From the article on the hormone irisin, output the stretch from "As part of the" through "by exercise singlehandedly." with no changes.

> Text excerpt:
+---+
Bruce Spiegelman

A drug that replicates the effects of exercise sounds quite beneficial to the ears of the multitude of people aiming to lose weight. A new hormone discovery by researchers at Dana-Farber Cancer Institute could mimic the influences of exercise, thereby leading to the treatment of metabolic disorders like obesity and diabetes.

As part of the research, a set of obese and pre-diabetic mice were administered a hormone called irisin. After 10 days of exposure to the hormone, the mice apparently experienced better hormone regulation and insulin levels. This eventually led to efficient diabetes control and weight loss.

Bruce Spiegelman, senior author and professor of cell biology at Harvard Medical School, commented, “There has been a feeling in the field that exercise ‘talks to’ various tissues in the body. But the question has been, how?”

The scientists believed that this effect was possibly because the aforesaid hormone triggered genes that transformed white fat into brown fat. The latter is responsible for burning of excess calories in the body and at levels higher than that achieved by exercise singlehandedly.

Basically, exercise elevates the proportions of irisin in the body, therefore irisin supplements may work. However, the team cautions that the findings did not imply that people can give up on exercise and gym to consume irisin drugs. Such supplements may not support muscle building, the scientists believe. Irisin presumably worked by activating a metabolic regulator known as PGC1-alpha, which is also triggered during exercise.

Reportedly, Ember Therapeutics will develop the drug that has been licensed by Dana-Farber. The study is published in the journal, Nature.
+---+
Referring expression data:
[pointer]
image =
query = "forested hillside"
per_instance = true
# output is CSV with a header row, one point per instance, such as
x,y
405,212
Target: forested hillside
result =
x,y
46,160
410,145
+---+
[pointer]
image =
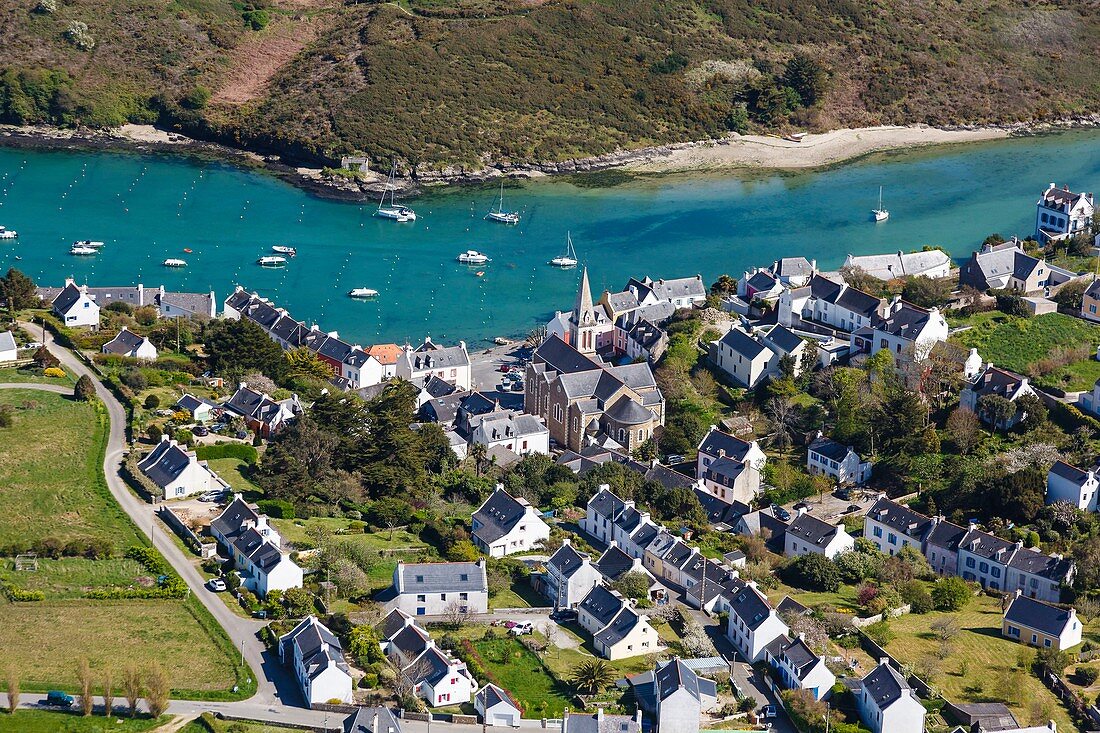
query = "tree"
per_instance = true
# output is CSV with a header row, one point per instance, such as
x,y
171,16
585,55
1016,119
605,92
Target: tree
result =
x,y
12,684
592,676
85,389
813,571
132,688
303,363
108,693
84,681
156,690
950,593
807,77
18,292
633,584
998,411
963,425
+---+
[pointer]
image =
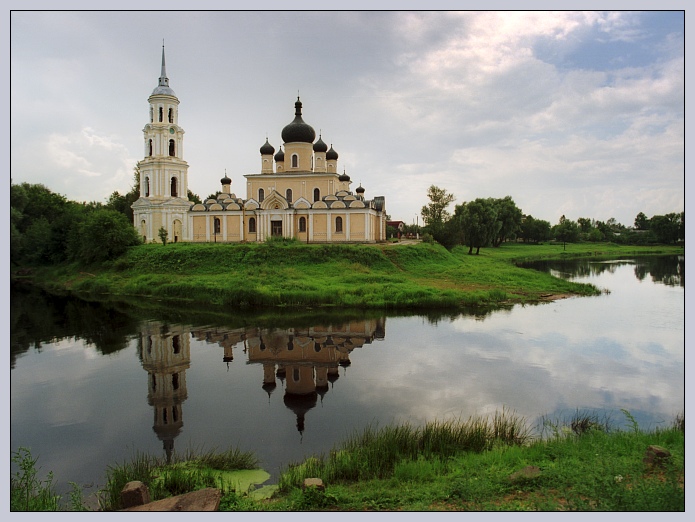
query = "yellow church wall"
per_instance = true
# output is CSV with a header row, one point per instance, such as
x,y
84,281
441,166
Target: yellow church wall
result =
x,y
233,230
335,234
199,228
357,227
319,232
+---+
> Result of this exercise:
As part of the research, a set of obese and pre-diabetic mice were administered a hormone called irisin. After 10 days of exposure to the hormone, the mice apparently experienced better hormone regulation and insulin levels. This eventually led to efficient diabetes control and weight loss.

Bruce Spiegelman, senior author and professor of cell biology at Harvard Medical School, commented, “There has been a feeling in the field that exercise ‘talks to’ various tissues in the body. But the question has been, how?”

The scientists believed that this effect was possibly because the aforesaid hormone triggered genes that transformed white fat into brown fat. The latter is responsible for burning of excess calories in the body and at levels higher than that achieved by exercise singlehandedly.